What to do:
Filter the items below and copy every line that contains the word "railing". Case counts, so copy only lines where it matches exactly.

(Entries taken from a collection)
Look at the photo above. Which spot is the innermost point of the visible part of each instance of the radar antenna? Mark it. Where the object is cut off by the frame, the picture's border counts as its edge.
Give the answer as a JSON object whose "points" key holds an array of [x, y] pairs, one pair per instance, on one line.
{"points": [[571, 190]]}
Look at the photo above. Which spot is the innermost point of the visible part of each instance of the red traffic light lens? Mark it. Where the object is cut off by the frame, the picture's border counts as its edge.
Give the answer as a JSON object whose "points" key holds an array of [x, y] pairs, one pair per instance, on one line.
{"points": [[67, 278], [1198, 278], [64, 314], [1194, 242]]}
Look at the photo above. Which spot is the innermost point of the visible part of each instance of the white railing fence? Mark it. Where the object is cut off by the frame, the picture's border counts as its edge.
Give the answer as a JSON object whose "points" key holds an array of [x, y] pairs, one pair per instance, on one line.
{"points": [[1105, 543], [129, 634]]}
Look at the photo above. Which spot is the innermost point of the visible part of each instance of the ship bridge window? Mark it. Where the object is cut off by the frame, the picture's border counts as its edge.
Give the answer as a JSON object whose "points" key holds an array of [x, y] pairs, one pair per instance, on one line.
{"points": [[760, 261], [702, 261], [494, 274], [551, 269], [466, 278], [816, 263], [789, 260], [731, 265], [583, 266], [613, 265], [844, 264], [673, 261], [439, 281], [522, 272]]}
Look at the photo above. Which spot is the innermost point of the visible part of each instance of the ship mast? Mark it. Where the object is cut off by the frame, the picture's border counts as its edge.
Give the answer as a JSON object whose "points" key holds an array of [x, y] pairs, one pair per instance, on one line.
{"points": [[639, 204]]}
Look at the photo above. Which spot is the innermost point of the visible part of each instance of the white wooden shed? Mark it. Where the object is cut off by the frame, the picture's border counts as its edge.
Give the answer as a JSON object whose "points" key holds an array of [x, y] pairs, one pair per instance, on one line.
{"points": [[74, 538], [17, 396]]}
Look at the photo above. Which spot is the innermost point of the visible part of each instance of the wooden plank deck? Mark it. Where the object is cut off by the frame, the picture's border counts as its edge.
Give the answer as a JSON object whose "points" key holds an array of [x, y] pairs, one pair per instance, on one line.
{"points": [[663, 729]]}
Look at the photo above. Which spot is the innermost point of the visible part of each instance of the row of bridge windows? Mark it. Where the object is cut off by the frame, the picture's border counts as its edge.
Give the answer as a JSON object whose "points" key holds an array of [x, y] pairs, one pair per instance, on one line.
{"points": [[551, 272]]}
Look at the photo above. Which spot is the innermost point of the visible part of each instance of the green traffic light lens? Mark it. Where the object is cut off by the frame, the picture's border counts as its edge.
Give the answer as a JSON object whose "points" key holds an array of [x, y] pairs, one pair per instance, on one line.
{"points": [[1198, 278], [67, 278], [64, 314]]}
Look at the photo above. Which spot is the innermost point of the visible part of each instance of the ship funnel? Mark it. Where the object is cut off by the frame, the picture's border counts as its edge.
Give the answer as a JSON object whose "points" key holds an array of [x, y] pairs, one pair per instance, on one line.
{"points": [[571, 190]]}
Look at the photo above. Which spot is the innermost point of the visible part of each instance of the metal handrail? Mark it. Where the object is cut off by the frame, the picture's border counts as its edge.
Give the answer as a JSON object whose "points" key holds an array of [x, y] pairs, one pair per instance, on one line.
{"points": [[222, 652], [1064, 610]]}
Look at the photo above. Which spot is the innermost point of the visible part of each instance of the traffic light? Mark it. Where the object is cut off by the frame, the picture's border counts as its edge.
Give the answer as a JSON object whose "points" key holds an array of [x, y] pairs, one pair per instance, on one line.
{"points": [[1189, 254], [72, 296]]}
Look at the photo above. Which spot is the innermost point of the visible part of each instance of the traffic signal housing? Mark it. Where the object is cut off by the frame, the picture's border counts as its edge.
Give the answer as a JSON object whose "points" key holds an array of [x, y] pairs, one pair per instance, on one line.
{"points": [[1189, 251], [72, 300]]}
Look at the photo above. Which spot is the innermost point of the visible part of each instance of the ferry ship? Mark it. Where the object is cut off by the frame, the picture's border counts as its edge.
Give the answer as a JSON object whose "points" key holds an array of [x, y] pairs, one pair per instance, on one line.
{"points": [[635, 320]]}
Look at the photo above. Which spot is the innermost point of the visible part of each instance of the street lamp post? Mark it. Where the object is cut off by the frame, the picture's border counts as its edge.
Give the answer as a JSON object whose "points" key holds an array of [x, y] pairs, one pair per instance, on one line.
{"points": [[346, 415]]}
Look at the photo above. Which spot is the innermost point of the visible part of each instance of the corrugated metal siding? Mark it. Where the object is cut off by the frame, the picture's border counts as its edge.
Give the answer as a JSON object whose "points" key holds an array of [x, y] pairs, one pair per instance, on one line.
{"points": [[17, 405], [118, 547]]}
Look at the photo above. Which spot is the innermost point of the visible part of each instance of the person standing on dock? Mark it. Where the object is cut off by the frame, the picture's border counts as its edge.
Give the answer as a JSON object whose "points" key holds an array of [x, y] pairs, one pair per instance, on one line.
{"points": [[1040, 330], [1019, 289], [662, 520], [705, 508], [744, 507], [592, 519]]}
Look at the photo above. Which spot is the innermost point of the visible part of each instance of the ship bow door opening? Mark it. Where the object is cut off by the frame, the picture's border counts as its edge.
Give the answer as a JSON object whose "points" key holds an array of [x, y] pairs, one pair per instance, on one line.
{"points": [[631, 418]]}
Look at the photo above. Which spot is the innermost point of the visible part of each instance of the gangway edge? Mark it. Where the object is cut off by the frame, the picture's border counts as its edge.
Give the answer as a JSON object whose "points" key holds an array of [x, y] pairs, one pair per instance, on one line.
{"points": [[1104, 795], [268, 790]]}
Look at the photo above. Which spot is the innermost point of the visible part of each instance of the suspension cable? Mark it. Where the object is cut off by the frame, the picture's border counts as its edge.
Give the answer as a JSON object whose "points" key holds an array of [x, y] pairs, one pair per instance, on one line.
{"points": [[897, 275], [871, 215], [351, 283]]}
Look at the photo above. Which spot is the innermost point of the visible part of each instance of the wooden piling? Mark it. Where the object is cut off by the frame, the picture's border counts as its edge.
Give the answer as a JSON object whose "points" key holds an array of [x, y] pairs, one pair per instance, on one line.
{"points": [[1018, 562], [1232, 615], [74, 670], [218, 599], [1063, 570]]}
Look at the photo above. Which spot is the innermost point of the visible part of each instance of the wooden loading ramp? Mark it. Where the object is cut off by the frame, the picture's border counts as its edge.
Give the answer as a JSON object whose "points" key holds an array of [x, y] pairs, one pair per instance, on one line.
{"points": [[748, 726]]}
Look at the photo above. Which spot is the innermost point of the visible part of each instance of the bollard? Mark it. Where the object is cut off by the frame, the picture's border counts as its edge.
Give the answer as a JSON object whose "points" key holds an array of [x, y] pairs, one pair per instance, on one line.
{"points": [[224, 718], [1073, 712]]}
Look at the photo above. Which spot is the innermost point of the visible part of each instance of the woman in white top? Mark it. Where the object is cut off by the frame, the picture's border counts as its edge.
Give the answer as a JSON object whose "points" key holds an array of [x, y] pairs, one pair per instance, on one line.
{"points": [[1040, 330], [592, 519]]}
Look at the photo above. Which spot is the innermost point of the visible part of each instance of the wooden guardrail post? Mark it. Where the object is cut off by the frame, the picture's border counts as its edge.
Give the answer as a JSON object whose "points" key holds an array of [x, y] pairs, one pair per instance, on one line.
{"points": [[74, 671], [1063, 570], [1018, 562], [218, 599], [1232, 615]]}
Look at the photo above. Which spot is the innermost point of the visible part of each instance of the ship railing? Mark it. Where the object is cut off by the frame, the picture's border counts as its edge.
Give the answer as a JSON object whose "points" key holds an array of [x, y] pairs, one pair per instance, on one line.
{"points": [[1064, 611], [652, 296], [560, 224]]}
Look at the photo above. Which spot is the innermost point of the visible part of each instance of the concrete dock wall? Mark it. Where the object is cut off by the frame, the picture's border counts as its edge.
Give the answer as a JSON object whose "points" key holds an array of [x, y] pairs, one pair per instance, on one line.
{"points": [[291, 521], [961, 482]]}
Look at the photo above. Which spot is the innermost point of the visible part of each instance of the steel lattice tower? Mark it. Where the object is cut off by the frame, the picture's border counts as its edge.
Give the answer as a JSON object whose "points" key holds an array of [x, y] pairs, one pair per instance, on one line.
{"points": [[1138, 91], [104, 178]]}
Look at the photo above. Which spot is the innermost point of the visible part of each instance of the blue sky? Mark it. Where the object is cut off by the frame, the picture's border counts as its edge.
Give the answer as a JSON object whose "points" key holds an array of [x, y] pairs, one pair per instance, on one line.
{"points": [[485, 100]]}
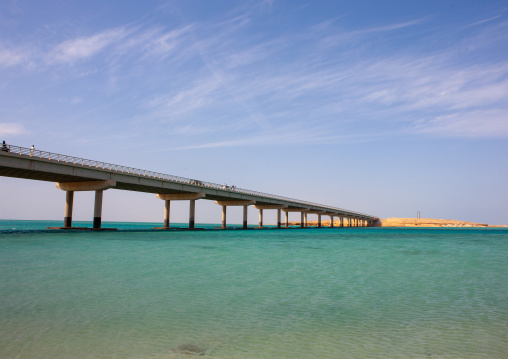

Answer below:
Look at the photo above. Which spot is the innermost point of the visible part of each instance of the white railing fence? Mark it. Where the object is cut off by the frame, the picture's border counts as its edge.
Look at the photo above. Which spot is the innermost point of the visible part of each instance of the ship railing? Mark it. Where the object is cut off by the frame, the picture's border counts as its edge.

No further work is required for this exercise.